[Records from a dataset]
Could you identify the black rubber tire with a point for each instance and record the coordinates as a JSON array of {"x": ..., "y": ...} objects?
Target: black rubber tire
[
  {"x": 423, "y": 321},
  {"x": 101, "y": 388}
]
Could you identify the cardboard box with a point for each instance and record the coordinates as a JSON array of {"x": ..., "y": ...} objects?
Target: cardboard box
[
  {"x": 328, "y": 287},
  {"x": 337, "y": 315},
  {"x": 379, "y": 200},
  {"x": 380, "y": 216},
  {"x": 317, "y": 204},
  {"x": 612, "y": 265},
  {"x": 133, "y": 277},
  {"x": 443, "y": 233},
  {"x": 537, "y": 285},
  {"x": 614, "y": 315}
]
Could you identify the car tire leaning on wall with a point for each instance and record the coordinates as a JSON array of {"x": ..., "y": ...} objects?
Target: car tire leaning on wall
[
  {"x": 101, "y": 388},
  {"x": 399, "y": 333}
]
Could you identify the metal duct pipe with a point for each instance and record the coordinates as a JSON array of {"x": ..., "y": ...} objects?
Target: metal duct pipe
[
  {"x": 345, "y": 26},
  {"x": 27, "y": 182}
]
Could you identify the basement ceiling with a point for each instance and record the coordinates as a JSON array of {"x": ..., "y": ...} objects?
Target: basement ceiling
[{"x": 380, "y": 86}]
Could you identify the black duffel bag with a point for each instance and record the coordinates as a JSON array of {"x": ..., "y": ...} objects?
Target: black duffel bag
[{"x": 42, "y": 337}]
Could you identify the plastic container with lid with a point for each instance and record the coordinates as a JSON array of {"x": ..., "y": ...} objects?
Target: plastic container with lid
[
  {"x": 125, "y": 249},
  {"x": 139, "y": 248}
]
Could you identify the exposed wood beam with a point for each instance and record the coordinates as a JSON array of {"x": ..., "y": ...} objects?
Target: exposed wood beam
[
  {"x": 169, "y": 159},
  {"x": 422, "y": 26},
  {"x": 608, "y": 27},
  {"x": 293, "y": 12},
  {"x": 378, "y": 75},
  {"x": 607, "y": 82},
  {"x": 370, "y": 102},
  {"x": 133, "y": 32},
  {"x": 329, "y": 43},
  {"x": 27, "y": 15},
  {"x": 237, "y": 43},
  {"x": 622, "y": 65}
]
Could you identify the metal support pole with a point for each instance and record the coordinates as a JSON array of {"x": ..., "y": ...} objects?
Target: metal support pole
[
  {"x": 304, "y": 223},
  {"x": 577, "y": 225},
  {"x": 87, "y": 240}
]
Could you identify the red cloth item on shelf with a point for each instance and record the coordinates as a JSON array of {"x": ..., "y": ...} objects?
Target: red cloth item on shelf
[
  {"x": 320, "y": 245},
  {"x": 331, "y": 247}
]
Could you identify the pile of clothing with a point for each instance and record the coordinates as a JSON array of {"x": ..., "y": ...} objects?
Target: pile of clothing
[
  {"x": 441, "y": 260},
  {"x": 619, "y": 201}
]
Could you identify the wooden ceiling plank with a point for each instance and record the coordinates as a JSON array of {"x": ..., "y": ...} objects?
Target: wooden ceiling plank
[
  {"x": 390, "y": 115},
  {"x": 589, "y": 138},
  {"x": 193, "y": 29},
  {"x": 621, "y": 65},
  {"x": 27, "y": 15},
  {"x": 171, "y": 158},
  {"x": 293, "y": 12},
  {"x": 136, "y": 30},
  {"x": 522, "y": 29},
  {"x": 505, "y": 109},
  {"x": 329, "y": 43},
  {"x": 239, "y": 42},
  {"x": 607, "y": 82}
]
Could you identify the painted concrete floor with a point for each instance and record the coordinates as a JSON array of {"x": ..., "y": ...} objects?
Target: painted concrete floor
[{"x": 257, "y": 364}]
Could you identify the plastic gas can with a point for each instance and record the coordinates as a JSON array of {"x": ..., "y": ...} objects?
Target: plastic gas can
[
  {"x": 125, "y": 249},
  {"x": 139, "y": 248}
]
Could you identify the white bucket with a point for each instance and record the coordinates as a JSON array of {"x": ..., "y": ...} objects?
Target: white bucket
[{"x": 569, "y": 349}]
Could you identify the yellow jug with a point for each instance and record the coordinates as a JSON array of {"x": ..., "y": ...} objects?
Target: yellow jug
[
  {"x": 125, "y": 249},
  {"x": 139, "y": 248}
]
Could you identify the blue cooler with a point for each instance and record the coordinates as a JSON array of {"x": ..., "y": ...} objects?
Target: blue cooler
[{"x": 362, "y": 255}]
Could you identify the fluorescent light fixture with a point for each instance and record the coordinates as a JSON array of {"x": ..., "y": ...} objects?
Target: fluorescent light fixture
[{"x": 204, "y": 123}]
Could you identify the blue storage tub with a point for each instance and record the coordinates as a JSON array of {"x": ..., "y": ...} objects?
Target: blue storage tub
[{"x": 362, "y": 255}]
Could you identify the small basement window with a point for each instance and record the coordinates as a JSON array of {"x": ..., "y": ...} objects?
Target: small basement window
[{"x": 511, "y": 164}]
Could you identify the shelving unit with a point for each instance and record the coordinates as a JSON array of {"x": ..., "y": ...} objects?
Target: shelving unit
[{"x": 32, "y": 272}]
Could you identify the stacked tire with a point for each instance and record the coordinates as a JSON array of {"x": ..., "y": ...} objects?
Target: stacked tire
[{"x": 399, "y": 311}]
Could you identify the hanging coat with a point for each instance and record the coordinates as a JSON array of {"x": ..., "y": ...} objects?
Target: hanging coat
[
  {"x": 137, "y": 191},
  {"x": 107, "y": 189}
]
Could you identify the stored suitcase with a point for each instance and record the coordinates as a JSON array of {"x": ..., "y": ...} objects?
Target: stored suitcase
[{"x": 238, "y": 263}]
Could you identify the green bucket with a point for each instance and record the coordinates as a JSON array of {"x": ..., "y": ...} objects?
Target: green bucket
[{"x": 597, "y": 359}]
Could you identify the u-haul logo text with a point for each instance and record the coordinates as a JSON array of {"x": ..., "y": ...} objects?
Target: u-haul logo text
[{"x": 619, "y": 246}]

What you need to do:
The entries above should be repeated exactly, every one of them.

Answer to the problem:
Could you identify the black rubber tire with a point for each instance and record the coordinates as a JSON array of {"x": ..., "y": ...} objects?
Target: black rubber tire
[
  {"x": 423, "y": 321},
  {"x": 101, "y": 388}
]
Could you identify the cardboard box with a point for each instance and record the coordinates as a JSON array of {"x": ..., "y": ...} objects?
Target: cardboard box
[
  {"x": 328, "y": 287},
  {"x": 337, "y": 315},
  {"x": 379, "y": 200},
  {"x": 380, "y": 216},
  {"x": 317, "y": 204},
  {"x": 612, "y": 265},
  {"x": 133, "y": 277},
  {"x": 443, "y": 233},
  {"x": 537, "y": 285},
  {"x": 614, "y": 315}
]
Could you identify the car tire leaning on wall with a point for each instance and record the coordinates as a JSON array of {"x": ..., "y": ...} objects?
Target: car tire leaning on wall
[
  {"x": 101, "y": 388},
  {"x": 399, "y": 333}
]
Could you identify the metal duct pipe with a point for each instance and record the coordinates as a JSON array of {"x": ..., "y": ...} objects?
Target: metal duct pipe
[
  {"x": 345, "y": 26},
  {"x": 27, "y": 182}
]
Could you identify the basement ceiling with a point for each instance and record the coordinates as a JSON array of {"x": ..., "y": ...} objects?
Target: basement ceiling
[{"x": 380, "y": 86}]
Could you identify the black duffel bag with a point for each instance and record the coordinates as a JSON array of {"x": ..., "y": ...} objects?
Target: black duffel bag
[{"x": 42, "y": 337}]
Could you identify the plastic container with lid with a point for each instance and record the coordinates as a JSON array of {"x": ..., "y": ...} objects?
Target: plastic container with lid
[
  {"x": 125, "y": 249},
  {"x": 139, "y": 248}
]
Could you identify the exposed wood beam with a point for each instance and record the coordinates as a JSON array of {"x": ..., "y": ...} objects?
Target: exposed wood beam
[
  {"x": 169, "y": 159},
  {"x": 422, "y": 26},
  {"x": 608, "y": 27},
  {"x": 293, "y": 12},
  {"x": 378, "y": 75},
  {"x": 607, "y": 82},
  {"x": 370, "y": 102},
  {"x": 133, "y": 32},
  {"x": 329, "y": 43},
  {"x": 27, "y": 15},
  {"x": 237, "y": 43},
  {"x": 622, "y": 65}
]
Could you identify the metal support pole with a point for each instance and record the coordinates as a JSON array of {"x": ..., "y": ...} objects?
Target: metal support pole
[
  {"x": 304, "y": 223},
  {"x": 577, "y": 225},
  {"x": 87, "y": 240}
]
Could you identify the red cloth item on shelf with a point for each instance and record the coordinates as a JSON array of {"x": ..., "y": ...} objects?
Target: red cloth item on shelf
[
  {"x": 320, "y": 245},
  {"x": 331, "y": 247}
]
Could you identify the pile of clothing with a point for each instance and record the coordinates as a JSON array of {"x": ..., "y": ...} objects?
Target: pile of clothing
[
  {"x": 441, "y": 260},
  {"x": 619, "y": 201}
]
Could you identify the wooden ceiling plank with a point for each instance and record the coordinates as a JSON array of {"x": ..., "y": ...} objects?
Target: wooden ceiling plank
[
  {"x": 390, "y": 115},
  {"x": 589, "y": 138},
  {"x": 193, "y": 29},
  {"x": 621, "y": 65},
  {"x": 27, "y": 15},
  {"x": 171, "y": 158},
  {"x": 293, "y": 12},
  {"x": 136, "y": 30},
  {"x": 522, "y": 29},
  {"x": 505, "y": 109},
  {"x": 329, "y": 43},
  {"x": 239, "y": 42},
  {"x": 607, "y": 82}
]
Could you identify the painted concrete floor with a point for each instance and record the coordinates as a JSON array of {"x": ..., "y": ...} objects?
Target: painted concrete floor
[{"x": 257, "y": 364}]
Could you identify the plastic gas can with a point for each instance and record the coordinates as a JSON array of {"x": ..., "y": ...} objects?
Target: plastic gas can
[
  {"x": 125, "y": 249},
  {"x": 139, "y": 248}
]
Could you identify the white bucket with a point for each instance and record the coordinates as a JSON array of {"x": ..., "y": ...} objects?
Target: white bucket
[{"x": 569, "y": 349}]
Could you identify the yellow jug with a point for each instance and record the coordinates as a JSON array of {"x": ..., "y": ...} objects?
Target: yellow jug
[
  {"x": 125, "y": 249},
  {"x": 139, "y": 248}
]
Could you identify the blue cooler with a point for each instance and record the coordinates as a JSON array of {"x": ..., "y": ...} objects?
Target: blue cooler
[{"x": 362, "y": 255}]
Could you identify the fluorescent light fixture with a point for each instance and record the coordinates as a JSON array of {"x": ..., "y": ...} objects?
Target: fluorescent light fixture
[{"x": 204, "y": 123}]
Could you identify the blue storage tub with a point for each instance and record the coordinates as a JSON array of {"x": ..., "y": ...} objects?
Target: blue storage tub
[{"x": 362, "y": 255}]
Could you identify the small basement window with a point for each instance and record the coordinates as a JSON array of {"x": ..., "y": ...} objects?
Target: small basement window
[{"x": 511, "y": 164}]
Could you identify the shelving unit with a point for each instance and record the coordinates as a JSON array of {"x": ..., "y": ...} objects?
Target: shelving unit
[{"x": 32, "y": 272}]
Could you identify the stacked tire with a point for each instance and record the coordinates as a JSON array of {"x": ..., "y": ...} objects?
Target: stacked tire
[{"x": 399, "y": 311}]
Could you identify the hanging coat with a point for each instance and record the coordinates as a JSON array of {"x": ..., "y": ...} objects?
Target: hanging coat
[
  {"x": 137, "y": 191},
  {"x": 107, "y": 189}
]
Could you identify the stored suitcase with a point for each instance and record the coordinates as a JSON array of {"x": ..., "y": ...} objects?
Target: stored suitcase
[{"x": 238, "y": 263}]
Could you identify the green bucket with a point for each instance and record the coordinates as a JSON array of {"x": ..., "y": ...} objects?
Target: green bucket
[{"x": 597, "y": 359}]
Could you identify the u-haul logo text with a point for each instance and record the coordinates as a JSON array of {"x": ..., "y": ...} objects?
Target: u-haul logo text
[{"x": 619, "y": 246}]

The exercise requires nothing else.